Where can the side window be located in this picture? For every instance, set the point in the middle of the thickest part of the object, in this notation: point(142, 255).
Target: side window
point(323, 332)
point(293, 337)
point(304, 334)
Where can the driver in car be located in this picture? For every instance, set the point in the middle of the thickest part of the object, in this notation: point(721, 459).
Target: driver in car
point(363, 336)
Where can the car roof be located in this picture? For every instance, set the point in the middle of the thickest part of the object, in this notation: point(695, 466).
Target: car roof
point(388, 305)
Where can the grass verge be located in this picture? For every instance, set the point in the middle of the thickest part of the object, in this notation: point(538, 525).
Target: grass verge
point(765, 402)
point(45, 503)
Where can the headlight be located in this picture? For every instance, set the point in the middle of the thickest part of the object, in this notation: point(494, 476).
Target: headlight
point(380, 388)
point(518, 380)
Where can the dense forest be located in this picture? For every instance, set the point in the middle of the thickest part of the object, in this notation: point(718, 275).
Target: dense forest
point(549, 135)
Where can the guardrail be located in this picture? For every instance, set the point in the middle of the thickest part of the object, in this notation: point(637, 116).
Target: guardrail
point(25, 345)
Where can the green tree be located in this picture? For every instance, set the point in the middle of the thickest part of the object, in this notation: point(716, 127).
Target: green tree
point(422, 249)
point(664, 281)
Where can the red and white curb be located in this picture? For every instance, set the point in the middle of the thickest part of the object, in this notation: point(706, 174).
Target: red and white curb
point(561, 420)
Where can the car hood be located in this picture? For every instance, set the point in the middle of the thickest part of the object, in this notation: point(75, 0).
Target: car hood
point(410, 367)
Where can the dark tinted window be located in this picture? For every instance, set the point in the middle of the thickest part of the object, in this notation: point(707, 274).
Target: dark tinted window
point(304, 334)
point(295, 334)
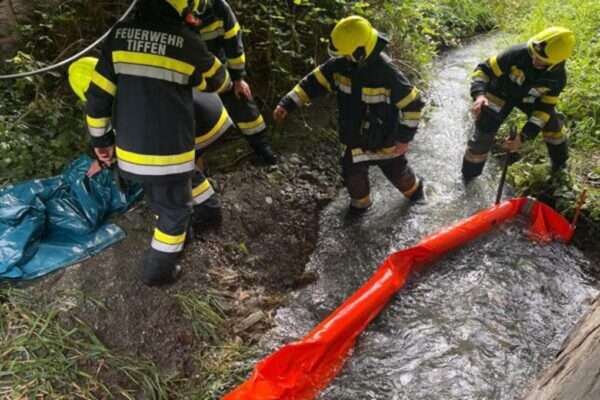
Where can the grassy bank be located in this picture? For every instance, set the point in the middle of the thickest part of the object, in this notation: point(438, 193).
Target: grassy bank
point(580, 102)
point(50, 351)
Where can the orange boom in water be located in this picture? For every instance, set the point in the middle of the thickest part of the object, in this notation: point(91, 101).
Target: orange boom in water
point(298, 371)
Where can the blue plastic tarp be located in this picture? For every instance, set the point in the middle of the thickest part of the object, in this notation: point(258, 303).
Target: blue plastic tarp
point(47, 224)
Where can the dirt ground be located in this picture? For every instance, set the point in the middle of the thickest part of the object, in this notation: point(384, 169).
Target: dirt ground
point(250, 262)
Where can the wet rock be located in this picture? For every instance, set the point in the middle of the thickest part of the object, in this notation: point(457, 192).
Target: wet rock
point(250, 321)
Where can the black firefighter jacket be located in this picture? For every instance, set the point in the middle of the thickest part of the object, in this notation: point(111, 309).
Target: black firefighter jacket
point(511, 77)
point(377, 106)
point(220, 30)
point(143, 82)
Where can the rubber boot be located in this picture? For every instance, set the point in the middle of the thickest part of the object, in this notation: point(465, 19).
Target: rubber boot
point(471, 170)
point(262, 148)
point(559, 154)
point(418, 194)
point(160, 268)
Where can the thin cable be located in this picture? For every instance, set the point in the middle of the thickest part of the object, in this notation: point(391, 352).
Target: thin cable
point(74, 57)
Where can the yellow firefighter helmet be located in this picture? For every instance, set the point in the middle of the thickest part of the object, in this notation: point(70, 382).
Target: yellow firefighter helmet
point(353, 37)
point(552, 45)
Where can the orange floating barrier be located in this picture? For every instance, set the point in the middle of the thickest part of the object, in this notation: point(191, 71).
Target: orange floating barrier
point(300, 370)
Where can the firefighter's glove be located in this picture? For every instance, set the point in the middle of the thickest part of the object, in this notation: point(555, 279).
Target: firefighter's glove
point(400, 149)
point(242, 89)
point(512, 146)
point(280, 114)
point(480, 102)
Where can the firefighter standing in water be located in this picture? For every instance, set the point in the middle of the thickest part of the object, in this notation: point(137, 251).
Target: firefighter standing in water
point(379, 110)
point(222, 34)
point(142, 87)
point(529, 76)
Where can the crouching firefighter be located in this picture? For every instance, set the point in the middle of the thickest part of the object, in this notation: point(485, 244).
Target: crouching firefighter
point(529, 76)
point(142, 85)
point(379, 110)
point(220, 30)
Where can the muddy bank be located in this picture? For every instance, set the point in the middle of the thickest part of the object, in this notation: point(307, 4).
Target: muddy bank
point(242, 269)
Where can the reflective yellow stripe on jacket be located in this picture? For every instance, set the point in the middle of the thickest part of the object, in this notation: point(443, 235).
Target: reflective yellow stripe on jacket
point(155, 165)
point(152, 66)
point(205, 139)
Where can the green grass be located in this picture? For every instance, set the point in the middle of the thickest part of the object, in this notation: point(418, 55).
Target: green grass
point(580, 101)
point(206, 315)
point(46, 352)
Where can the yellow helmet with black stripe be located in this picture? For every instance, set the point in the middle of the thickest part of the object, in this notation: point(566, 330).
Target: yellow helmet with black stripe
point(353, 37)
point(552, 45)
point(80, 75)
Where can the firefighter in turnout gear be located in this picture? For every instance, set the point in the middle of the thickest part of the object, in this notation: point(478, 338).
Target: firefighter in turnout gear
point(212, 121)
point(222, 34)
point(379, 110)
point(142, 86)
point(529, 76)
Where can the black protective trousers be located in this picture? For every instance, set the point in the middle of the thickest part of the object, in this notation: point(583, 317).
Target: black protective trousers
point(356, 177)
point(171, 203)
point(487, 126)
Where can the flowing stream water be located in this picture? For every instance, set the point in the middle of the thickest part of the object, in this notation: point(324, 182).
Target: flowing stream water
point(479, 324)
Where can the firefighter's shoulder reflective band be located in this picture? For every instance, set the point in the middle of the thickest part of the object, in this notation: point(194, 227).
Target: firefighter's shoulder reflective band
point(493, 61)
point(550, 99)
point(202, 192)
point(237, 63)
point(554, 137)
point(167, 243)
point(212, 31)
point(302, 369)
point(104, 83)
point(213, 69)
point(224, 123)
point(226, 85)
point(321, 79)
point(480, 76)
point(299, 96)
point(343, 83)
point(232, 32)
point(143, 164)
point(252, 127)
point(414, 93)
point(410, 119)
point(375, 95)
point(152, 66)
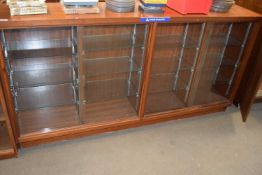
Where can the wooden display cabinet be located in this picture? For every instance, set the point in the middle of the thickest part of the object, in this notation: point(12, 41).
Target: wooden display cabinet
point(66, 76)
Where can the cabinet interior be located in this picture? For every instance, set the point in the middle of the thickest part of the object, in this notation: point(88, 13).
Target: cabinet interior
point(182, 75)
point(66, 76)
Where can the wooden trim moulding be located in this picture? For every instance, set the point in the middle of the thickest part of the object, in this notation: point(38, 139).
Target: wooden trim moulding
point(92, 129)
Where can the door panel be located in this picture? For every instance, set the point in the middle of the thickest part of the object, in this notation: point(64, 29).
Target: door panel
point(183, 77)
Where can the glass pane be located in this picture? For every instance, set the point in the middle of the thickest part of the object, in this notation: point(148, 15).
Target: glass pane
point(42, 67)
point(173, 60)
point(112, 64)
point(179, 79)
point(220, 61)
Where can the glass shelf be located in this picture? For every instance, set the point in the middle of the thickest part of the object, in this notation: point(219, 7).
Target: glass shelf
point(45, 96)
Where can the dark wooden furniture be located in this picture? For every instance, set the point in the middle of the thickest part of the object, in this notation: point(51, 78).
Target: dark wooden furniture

* Set problem
Copy the whole listing above word for word, including every line, and leave the pictures out.

* Solution for this exercise
Where can the side window be located in this picture? For every instance, set the point in the middle of the thickest part of the object, in this notation: point(142, 255).
Target: side window
point(323, 332)
point(293, 337)
point(304, 334)
Where can the driver in car be located in this picture? For every instance, set the point in the middle of the thickest part of the object, in this notation: point(721, 459).
Target: driver in car
point(363, 336)
Where can the car roof be located in this picture? For every instance, set the point in the middle of the thickest part of the object, in this notation: point(695, 466).
Target: car roof
point(388, 305)
Where can the grass verge be located in this picture? For every instance, set the point in the middle of the thickest part of the object, in this notation: point(538, 525).
Target: grass verge
point(765, 402)
point(45, 503)
Where can the headlight be located in this picture? For every instance, set the point in the middle of the thickest part of the object, in this notation: point(494, 476).
Target: headlight
point(380, 388)
point(518, 380)
Where can the dense forest be located in this picture? For every instance, set the point in the middle of the thickest part of the object, in this notation: point(718, 275).
Target: dense forest
point(549, 135)
Where can the guardrail be located in this picture? For every instance, set the point in the middle of the thickest part of the object, in this notation: point(637, 116).
Target: guardrail
point(25, 345)
Where can the green tree be located in this picture? For every instance, set the point in the middle of the thickest part of the object, in this notation: point(716, 127).
Target: green tree
point(422, 249)
point(664, 281)
Where can the red and white curb be located in this picture? For every instance, set the point in the middle of the thickest part of the object, in this notation: point(706, 174).
Target: red and white curb
point(561, 420)
Where can the car hood be located in this picture? For every instance, set the point in the middle of the thickest part of the object, in this notation: point(75, 0).
Target: car hood
point(410, 367)
Where can the dark tinted window be located in this picture? For every instance, set the point in the middle of the thickest part of the object, in this notation: point(707, 274).
Target: dark tinted window
point(304, 334)
point(295, 334)
Where can the grassy bank be located in this picture? For every instance, set the point in the middle of the thickest part of the object, in this notation: point(438, 193).
Target: grassy bank
point(580, 102)
point(50, 351)
Where can the orange boom in water be located in this picture? For every instance, set the point in the middle of the thickest part of the object, in this notation: point(91, 101).
Target: orange boom in water
point(298, 371)
Where can the blue plastic tarp be located in this picture? For every instance, set the point in the middle of the thickest part of the object, in this notation: point(258, 303).
Target: blue plastic tarp
point(47, 224)
Where can the dirt ground be located in this picture? For every instance, set the point in the middle of the thickest part of the object, in this notation: point(384, 169).
Target: dirt ground
point(250, 262)
Where can the wet rock be located in this picture? For every instance, set the point in the middle of the thickest part of the object, in this notation: point(457, 192).
Target: wet rock
point(250, 321)
Where can the black firefighter jacket be located in this picture? For every instance, set the point in the middle of the thickest part of the object, in this notation: point(111, 309).
Target: black firefighter jacket
point(511, 77)
point(377, 106)
point(220, 30)
point(143, 82)
Where can the rubber boot be located in this picture? For every instance, set the point in the middle of the thickest part of the object, in this notation: point(465, 19).
Target: rubber boot
point(471, 170)
point(262, 148)
point(559, 154)
point(418, 194)
point(160, 268)
Where can the thin cable be located in this picture? For every instance, set the point in the middle of the thickest part of the object, in this notation: point(391, 352).
Target: thin cable
point(74, 57)
Where can the yellow firefighter helmet be located in this picture? For every instance, set the point in the middle of the thickest part of the object, in this notation: point(70, 382).
Target: yellow firefighter helmet
point(353, 37)
point(552, 45)
Where can the orange floating barrier be located in this picture? For every instance, set the point in the middle of the thickest part of the object, in this notation: point(191, 71).
Target: orange floating barrier
point(300, 370)
Where can the firefighter's glove be located in this picture? For every instance, set the point in the middle of the thickest part of the object, in this notation: point(555, 279).
Target: firefighter's glove
point(400, 149)
point(242, 89)
point(512, 146)
point(280, 114)
point(480, 102)
Where can the firefighter standing in water be located in this picture? For every instance, set the point in the middle of the thickest part of the object, in this notation: point(137, 251).
Target: firefighter standing in water
point(379, 110)
point(222, 34)
point(142, 87)
point(529, 76)
Where can the crouching firefighter be located in this picture? For every instance, set the point in the middle of the thickest part of the object, in this notation: point(485, 244).
Target: crouching firefighter
point(529, 76)
point(142, 85)
point(379, 110)
point(220, 30)
Where can the muddy bank be located in this picture? For every instance, set the point in the middle of the thickest part of the object, in this notation: point(307, 4).
Target: muddy bank
point(242, 269)
Where can the reflective yellow stripe on jacket be located in this picture? For every instance, set the point in the middle of the thickest part of the object, in this notation: point(443, 235).
Target: reflective yellow stripe on jacket
point(155, 165)
point(152, 66)
point(205, 139)
Where can the green grass be located in this picture? For every instance, set the point in the middle of the thickest part of the object, in this notation: point(418, 55).
Target: green grass
point(580, 101)
point(206, 315)
point(46, 352)
Where can the yellow helmet with black stripe be located in this picture? For every instance, set the point in the middle of the thickest part of the object, in this notation: point(566, 330).
Target: yellow helmet with black stripe
point(353, 37)
point(552, 45)
point(80, 75)
Where can the firefighter in turnout gear be located in this picture? For every instance, set the point in the middle of the thickest part of the object, in this notation: point(478, 338).
Target: firefighter in turnout gear
point(212, 121)
point(222, 34)
point(379, 110)
point(142, 86)
point(529, 76)
Where can the black protective trousers be located in this picture? For every instance, set the point in the middle of the thickest part of the object, in this notation: point(583, 317).
Target: black protective trousers
point(356, 177)
point(171, 203)
point(487, 126)
Where can the flowing stream water be located in this picture? For every instance, set the point in the middle of the thickest part of the object, in this notation: point(324, 182).
Target: flowing stream water
point(479, 324)
Where can the firefighter's shoulder reflective band be located in this picture? For every instance, set the point in the middle of the thickest part of the object, in this notation: point(194, 227).
Target: firefighter's shoulder reflective band
point(493, 61)
point(550, 99)
point(202, 192)
point(237, 63)
point(554, 137)
point(167, 243)
point(212, 31)
point(302, 369)
point(104, 83)
point(213, 69)
point(224, 123)
point(226, 85)
point(321, 79)
point(480, 76)
point(299, 96)
point(343, 83)
point(232, 32)
point(143, 164)
point(252, 127)
point(414, 93)
point(410, 119)
point(375, 95)
point(152, 66)
Where can the wooden display cabinet be located in this picture? For every instance, set the point in the middle of the thickest part of the object, in this notation: point(12, 41).
Target: wooden display cabinet
point(66, 76)
Where can the cabinet interior be located in this picture? For every instance, set the point in the middle of the thickest part of the object, in this notation: point(88, 13).
Target: cabinet interior
point(182, 75)
point(66, 76)
Where can the wooden trim moulding be located in this picture? For every instance, set the point in the middle of the thickest part of the object, in this notation: point(38, 139).
Target: wooden trim moulding
point(92, 129)
Where can the door panel be located in this picture? For every instance, set the point in the middle of the thickest part of the object, in this notation: point(64, 29).
Target: door panel
point(183, 77)
Where can the glass pane be located in this picture? For every instance, set the point in the middle of the thickest part of the object, in this notation: point(148, 15).
Target: glass pane
point(42, 67)
point(173, 60)
point(112, 64)
point(179, 79)
point(220, 61)
Where can the glass shelf be located in this picture? For every instance, set the point in the middle of the thickest part of the object, in this notation: point(219, 7).
Target: glass shelf
point(45, 96)
Where can the dark wooden furniture be located in this picture? For every instance, set the point in the middle of the thickest part of the object, in this notation: point(51, 78).
Target: dark wooden furniture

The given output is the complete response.